- TEKS HASIL EKSTRAKSI
BAB
I
PENDAHULUAN
1.1
Latar
Belakang
Berawal dari bahan mentah yang telah merasuki pikirannya
sebagai bekal penghayatan yang dalam benak sastrawan menjadi sebuah rasa
menggelora, mengkristal menjadi kata-kata yang siap di tuangkan, yang pada
akhirnya membentuk rentetan kalimat hingga layak menjadi sebuah karya sastra.
Sumardo menyatakan bahwa sastrawan mendapat kepuasan jika ia mengetahui bahwa
pikiran dan perasaan yang di ungkapkannya dengan media karya sastra di terima
dengan baik oleh penikmat sastra. Jadi karya sastra merupakan suatu kegiatan
kreatif, sebuah karya seni, sedangkan sasatra merupakan ungkapan pribadi
manusia yang berupa pengalaman, perasaan dan keyakinan.
Perkembangan karya sastra Indonesia merupakan cermin
kehidupan Indonesia dan identitas serta kemajuan peradaban bangsa Indonesia.
Berbagai perubahan yang terjadi di suatu Negara, seperti IPTEK maupun akibat
peristiwa alam merupakan bagian inspirasi di dalam penulisan karya sastra.

- DATA HASIL EKSTRAKSI

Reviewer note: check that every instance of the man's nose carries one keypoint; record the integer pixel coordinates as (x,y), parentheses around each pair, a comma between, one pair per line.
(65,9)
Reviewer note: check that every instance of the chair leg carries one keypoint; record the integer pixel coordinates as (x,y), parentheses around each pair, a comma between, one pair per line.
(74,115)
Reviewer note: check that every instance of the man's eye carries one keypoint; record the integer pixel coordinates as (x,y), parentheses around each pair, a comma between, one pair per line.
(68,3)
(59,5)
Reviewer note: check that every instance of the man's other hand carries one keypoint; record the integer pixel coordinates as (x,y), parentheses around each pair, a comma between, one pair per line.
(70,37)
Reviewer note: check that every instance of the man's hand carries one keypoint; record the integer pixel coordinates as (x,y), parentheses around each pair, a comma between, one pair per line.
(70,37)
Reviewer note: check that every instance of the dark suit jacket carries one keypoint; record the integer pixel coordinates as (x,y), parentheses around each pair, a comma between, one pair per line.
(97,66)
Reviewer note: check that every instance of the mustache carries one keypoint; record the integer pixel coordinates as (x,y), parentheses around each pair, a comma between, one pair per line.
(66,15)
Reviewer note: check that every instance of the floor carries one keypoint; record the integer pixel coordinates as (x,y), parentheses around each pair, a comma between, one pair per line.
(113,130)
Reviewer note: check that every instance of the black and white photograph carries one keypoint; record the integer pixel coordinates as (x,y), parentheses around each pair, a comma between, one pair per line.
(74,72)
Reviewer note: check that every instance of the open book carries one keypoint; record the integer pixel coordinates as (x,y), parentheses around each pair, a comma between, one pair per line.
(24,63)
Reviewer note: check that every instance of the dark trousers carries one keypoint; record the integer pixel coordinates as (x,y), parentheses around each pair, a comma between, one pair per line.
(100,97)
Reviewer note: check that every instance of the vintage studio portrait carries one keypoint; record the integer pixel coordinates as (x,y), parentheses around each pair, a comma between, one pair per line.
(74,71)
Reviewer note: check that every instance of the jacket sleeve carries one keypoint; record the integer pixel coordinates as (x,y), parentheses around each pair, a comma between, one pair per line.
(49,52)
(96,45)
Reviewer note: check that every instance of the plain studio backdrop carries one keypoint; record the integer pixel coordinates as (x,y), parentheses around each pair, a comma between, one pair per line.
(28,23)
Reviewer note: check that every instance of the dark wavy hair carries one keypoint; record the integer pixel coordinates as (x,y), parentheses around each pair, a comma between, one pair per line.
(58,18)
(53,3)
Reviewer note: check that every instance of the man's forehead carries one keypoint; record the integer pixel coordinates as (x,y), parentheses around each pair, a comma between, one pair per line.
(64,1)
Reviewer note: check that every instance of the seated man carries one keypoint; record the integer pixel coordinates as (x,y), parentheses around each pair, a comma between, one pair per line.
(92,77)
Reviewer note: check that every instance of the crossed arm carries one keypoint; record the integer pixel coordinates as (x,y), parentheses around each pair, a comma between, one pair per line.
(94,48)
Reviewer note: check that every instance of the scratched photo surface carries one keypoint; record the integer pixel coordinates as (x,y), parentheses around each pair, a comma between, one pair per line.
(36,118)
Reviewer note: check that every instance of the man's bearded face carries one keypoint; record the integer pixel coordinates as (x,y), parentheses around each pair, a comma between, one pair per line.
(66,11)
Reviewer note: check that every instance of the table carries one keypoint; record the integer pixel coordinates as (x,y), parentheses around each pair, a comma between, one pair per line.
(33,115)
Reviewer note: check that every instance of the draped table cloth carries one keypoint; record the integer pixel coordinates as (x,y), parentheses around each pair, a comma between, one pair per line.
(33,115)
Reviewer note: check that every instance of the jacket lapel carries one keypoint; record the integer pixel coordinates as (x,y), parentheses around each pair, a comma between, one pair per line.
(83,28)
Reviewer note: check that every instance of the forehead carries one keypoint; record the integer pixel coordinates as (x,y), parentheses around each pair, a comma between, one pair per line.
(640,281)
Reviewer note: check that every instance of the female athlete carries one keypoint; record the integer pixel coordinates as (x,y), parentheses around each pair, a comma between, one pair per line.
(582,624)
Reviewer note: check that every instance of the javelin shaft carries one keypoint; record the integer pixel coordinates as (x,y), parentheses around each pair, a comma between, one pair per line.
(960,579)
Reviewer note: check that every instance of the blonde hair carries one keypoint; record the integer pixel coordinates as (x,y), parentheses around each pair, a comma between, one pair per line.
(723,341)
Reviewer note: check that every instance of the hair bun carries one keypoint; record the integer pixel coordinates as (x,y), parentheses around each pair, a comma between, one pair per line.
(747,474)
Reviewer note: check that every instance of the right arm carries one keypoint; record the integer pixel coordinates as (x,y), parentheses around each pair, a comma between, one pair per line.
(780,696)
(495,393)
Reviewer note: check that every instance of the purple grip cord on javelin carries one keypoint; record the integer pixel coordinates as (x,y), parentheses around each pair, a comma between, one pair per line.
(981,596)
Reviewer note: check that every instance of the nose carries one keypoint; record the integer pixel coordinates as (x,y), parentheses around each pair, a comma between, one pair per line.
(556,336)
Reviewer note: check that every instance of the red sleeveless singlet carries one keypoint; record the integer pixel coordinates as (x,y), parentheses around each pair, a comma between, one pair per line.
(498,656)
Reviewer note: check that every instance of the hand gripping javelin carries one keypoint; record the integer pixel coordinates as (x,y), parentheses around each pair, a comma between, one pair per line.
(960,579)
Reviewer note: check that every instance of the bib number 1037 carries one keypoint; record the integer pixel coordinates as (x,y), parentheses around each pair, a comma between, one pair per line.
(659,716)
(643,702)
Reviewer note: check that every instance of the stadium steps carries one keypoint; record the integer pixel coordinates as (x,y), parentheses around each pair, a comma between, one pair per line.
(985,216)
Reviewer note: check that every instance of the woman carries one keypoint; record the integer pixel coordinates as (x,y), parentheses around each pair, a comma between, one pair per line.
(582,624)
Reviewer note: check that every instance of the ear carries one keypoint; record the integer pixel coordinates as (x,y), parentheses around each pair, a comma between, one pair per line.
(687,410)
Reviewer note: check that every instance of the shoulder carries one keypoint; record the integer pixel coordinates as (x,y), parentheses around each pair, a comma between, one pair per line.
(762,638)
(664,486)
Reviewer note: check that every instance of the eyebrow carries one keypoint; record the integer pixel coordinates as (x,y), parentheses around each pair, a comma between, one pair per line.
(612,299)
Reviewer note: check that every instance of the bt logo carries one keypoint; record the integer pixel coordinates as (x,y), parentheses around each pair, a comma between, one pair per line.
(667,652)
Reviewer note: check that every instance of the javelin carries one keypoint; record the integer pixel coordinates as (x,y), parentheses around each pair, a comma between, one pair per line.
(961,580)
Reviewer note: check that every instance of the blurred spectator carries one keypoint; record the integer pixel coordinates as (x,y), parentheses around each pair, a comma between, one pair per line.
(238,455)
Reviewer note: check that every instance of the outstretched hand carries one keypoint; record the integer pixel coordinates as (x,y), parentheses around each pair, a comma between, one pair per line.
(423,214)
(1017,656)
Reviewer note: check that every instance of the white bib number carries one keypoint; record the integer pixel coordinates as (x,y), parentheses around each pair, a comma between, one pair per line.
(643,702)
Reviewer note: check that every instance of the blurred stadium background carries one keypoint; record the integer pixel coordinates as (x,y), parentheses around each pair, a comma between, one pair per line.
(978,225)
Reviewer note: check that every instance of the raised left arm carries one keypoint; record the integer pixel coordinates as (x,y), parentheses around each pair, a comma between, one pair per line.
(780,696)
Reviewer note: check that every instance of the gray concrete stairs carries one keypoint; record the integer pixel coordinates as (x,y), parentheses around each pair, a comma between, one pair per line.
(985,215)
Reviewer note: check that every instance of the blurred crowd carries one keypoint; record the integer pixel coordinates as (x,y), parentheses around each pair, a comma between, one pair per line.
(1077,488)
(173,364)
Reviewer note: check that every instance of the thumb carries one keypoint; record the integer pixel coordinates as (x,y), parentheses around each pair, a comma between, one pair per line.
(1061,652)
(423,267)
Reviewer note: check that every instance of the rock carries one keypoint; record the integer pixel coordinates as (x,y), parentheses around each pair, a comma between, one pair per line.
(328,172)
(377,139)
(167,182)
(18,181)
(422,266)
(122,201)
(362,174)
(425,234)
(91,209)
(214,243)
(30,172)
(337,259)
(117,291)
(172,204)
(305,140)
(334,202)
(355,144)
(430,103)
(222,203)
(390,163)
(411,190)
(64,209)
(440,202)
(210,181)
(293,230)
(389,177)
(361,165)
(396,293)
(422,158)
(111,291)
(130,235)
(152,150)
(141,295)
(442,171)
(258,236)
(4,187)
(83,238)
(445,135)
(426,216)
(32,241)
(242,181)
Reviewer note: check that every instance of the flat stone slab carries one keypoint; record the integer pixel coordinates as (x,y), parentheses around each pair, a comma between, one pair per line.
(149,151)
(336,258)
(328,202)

- TUGAS YANG DIKERJAKAN
[1] Jawablah pertanyaan berikut berdasarkan teks tentang karya sastra.
(a) Menurut Sumardo, kapan sastrawan mendapat kepuasan?
(b) Perkembangan karya sastra Indonesia merupakan cermin dari apa?
(c) Perubahan apa saja di suatu negara yang disebut sebagai bagian inspirasi dalam penulisan karya sastra?
[2] Tuliskan kembali bagian teks tentang karya sastra yang dimulai dari kata-kata "Berbagai perubahan yang" dan berakhir pada kata-kata "penulisan karya sastra.".

- JAWABAN SETIAP TUGAS
[1]
(a) Sastrawan mendapat kepuasan jika ia mengetahui bahwa pikiran dan perasaan yang ia ungkapkan melalui karya sastra diterima dengan baik oleh penikmat sastra.
(b) Perkembangan karya sastra Indonesia merupakan cermin kehidupan Indonesia serta identitas dan kemajuan peradaban bangsa Indonesia.
(c) Perubahan yang disebut adalah IPTEK dan akibat peristiwa alam.

[2]
Berbagai perubahan yang terjadi di suatu Negara, seperti IPTEK maupun akibat
peristiwa alam merupakan bagian inspirasi di dalam penulisan karya sastra.